Start of Extract

Production Tip: For 500K events/second, use: (1) 100+ Kafka partitions, (2) Flink with RocksDB state backend, (3) Redis Cluster with 6+ nodes, (4) Horizontal scaling with Kubernetes.


Common Follow-Up Questions

Q1: How do you handle backpressure?

# Flink backpressure handling
env.get_config().set("pipeline.backpressure.interval", "500ms")
env.get_config().set("pipeline.backpressure.strategy", "adaptive")

# Kafka consumer backpressure
consumer = KafkaConsumer(
    'user_events',
    max_poll_records=500,
    max_poll_interval_ms=300000
)

Q2: How do you handle late events?

# Flink watermarks for late events
t_env.execute_sql("""
    SELECT
        user_id,
        COUNT(*) as event_count
    FROM user_events
    GROUP BY user_id,
        TUMBLE(event_time, INTERVAL '5' MINUTE)
""")

Q3: How do you monitor real-time pipelines?

# Metrics to monitor
- Kafka lag (consumer lag)

End of Extract
Start of Given information

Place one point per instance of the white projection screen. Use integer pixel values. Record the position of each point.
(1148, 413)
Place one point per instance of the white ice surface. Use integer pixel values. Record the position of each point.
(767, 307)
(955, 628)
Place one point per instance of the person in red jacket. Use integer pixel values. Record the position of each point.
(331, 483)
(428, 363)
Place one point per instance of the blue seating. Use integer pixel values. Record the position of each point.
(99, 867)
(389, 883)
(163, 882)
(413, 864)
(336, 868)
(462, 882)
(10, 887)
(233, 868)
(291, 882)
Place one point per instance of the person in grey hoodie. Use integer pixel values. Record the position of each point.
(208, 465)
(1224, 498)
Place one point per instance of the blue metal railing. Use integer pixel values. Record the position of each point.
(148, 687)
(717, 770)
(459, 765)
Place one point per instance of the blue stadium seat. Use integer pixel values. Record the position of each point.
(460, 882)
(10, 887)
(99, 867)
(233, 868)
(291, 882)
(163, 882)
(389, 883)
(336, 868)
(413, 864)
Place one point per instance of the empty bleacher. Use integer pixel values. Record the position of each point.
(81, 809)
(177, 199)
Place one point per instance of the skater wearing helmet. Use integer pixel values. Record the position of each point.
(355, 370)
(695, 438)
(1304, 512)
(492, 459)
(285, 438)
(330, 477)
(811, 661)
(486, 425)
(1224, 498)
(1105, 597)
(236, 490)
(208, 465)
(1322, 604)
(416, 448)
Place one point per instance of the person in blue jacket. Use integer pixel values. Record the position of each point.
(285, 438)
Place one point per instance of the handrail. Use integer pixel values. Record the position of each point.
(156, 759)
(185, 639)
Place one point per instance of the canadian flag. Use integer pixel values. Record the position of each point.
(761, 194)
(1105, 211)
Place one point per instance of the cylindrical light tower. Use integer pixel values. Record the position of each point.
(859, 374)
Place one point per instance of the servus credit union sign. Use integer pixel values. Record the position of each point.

End of Given information

Required work >>
A – In the streaming pipeline extract, how many nodes does the production tip recommend for the Redis Cluster at 500K events per second?
B – Print the section of the streaming pipeline extract that starts at the words "Q2: How do you" and ends after the words "monitor real-time pipelines?".

Correct answers >>
A – Six or more nodes.

B –
Q2: How do you handle late events?

# Flink watermarks for late events
t_env.execute_sql("""
    SELECT
        user_id,
        COUNT(*) as event_count
    FROM user_events
    GROUP BY user_id,
        TUMBLE(event_time, INTERVAL '5' MINUTE)
""")

Q3: How do you monitor real-time pipelines?